Документ
Периодическая печать обращала внимание читателей на разворачивавшуюся гуманитарную катастрофу в связи с массовым беженством. В мае 1915 г. особенно тяжелая ситуация сложилась в Поволжье. Из Саратова, в частности, сообщали: «В Саратов прибыла партия в 104 русских крестьян из Сувалкского, Августовского и Сейнского уездов, дважды перенесших тяжелые испытания от нашествия германцев. Беженцы поместились на углу Астраханской и Нижней улиц, на постоялом дворе Беспалова. Помещение весьма антисанитарное. В грязном подвальном этаже, наполовину загороженном нарами, 18 семей теснят друг друга. Дети разных возрастов, женщины и мужчины спят на нарах, на полу и под нарами… Нет ни умывальника, ни кадушки с водой. Все беженцы старообрядцы поморского толка. Среди них 70 детей»[624]. В сентябре 1915 г. тревогу забили «Русские ведомости»: «Огромный поток беженцев заливает страну. Беженцев, впрочем, значительно меньше, а больше выселенцев — людей, оторванных насильственно от родной земли, имущества и привычных условий труда. Плетутся пешком, движутся на бесчисленных подводах, едут на платформах товарных поездов и на крышах вагонов. И среди этого огромного людского потока до 60 % детей… Земский союз собирает детей и высылает их на восток партиями до двухсот человек»[625]. Больше всего за детей переживали матери, которые в некоторых случаях весьма пессимистично смотрели на их будущее. Одна мать-беженка признавалась земскому служащему: «Нет, не за себя, не за себя я боюсь. Но вот мои мальчик и девочка. Эти, вероятно, вынесут, дети выносливы. И через несколько лет моя девочка будет проституткой, а мальчика, которого вы сейчас кормите, вы же, может быть, будете сажать в тюрьму»[626]. Таким образом, мать признавала, что психика ее детей устойчива, адаптировалась к новым условиям, однако дальнейшая их жизнь в силу ухудшения материальных условий и падения социального статуса, скорее всего, изменится в худшую сторону.

Задание
Воспроизведите слово в слово весь текст о беженцах 1915 года. Приведенные далее строки для работы не нужны.

Собранные данные
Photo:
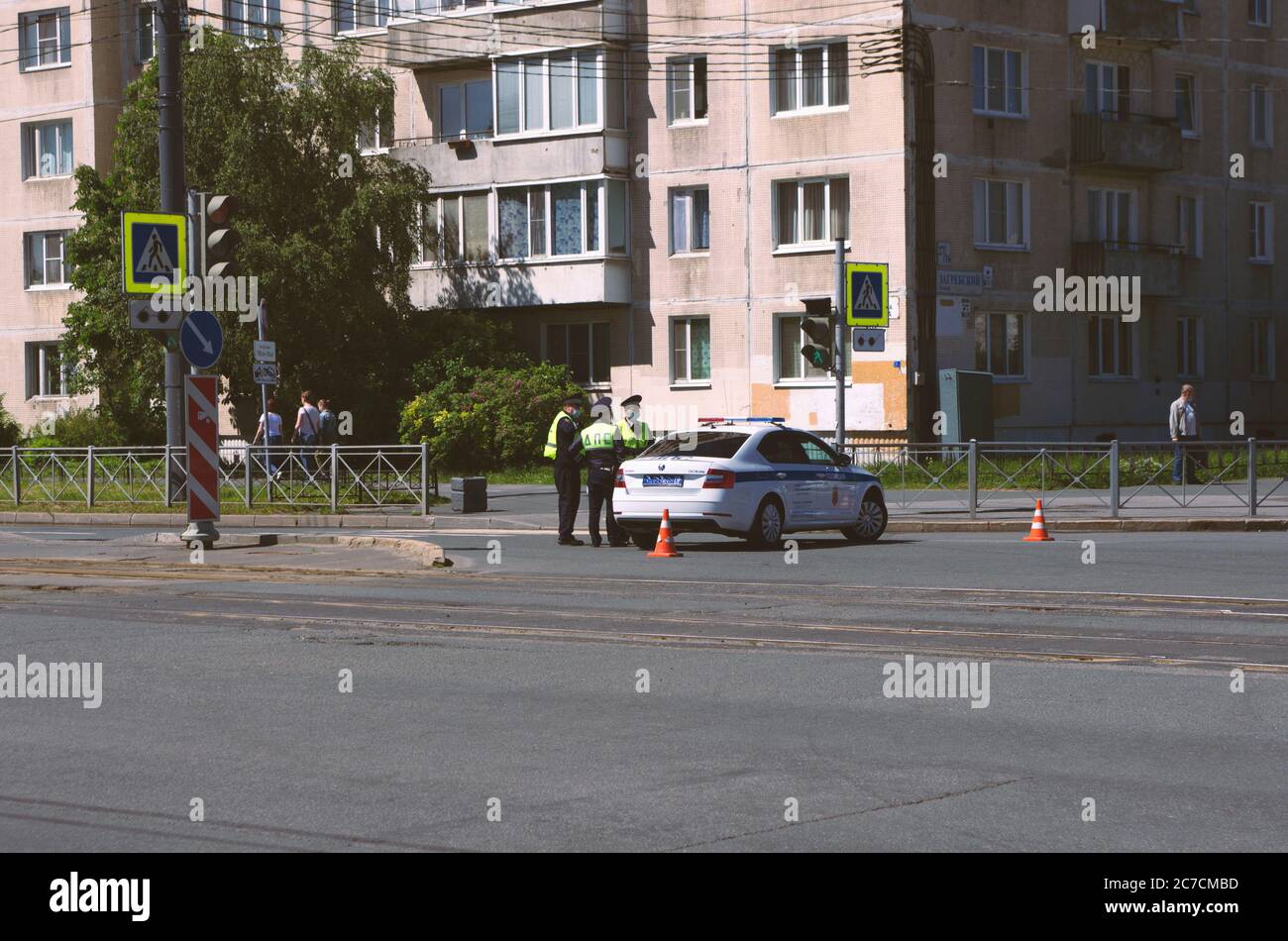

Результат выполнения
Периодическая печать обращала внимание читателей на разворачивавшуюся гуманитарную катастрофу в связи с массовым беженством. В мае 1915 г. особенно тяжелая ситуация сложилась в Поволжье. Из Саратова, в частности, сообщали: «В Саратов прибыла партия в 104 русских крестьян из Сувалкского, Августовского и Сейнского уездов, дважды перенесших тяжелые испытания от нашествия германцев. Беженцы поместились на углу Астраханской и Нижней улиц, на постоялом дворе Беспалова. Помещение весьма антисанитарное. В грязном подвальном этаже, наполовину загороженном нарами, 18 семей теснят друг друга. Дети разных возрастов, женщины и мужчины спят на нарах, на полу и под нарами… Нет ни умывальника, ни кадушки с водой. Все беженцы старообрядцы поморского толка. Среди них 70 детей»[624]. В сентябре 1915 г. тревогу забили «Русские ведомости»: «Огромный поток беженцев заливает страну. Беженцев, впрочем, значительно меньше, а больше выселенцев — людей, оторванных насильственно от родной земли, имущества и привычных условий труда. Плетутся пешком, движутся на бесчисленных подводах, едут на платформах товарных поездов и на крышах вагонов. И среди этого огромного людского потока до 60 % детей… Земский союз собирает детей и высылает их на восток партиями до двухсот человек»[625]. Больше всего за детей переживали матери, которые в некоторых случаях весьма пессимистично смотрели на их будущее. Одна мать-беженка признавалась земскому служащему: «Нет, не за себя, не за себя я боюсь. Но вот мои мальчик и девочка. Эти, вероятно, вынесут, дети выносливы. И через несколько лет моя девочка будет проституткой, а мальчика, которого вы сейчас кормите, вы же, может быть, будете сажать в тюрьму»[626]. Таким образом, мать признавала, что психика ее детей устойчива, адаптировалась к новым условиям, однако дальнейшая их жизнь в силу ухудшения материальных условий и падения социального статуса, скорее всего, изменится в худшую сторону.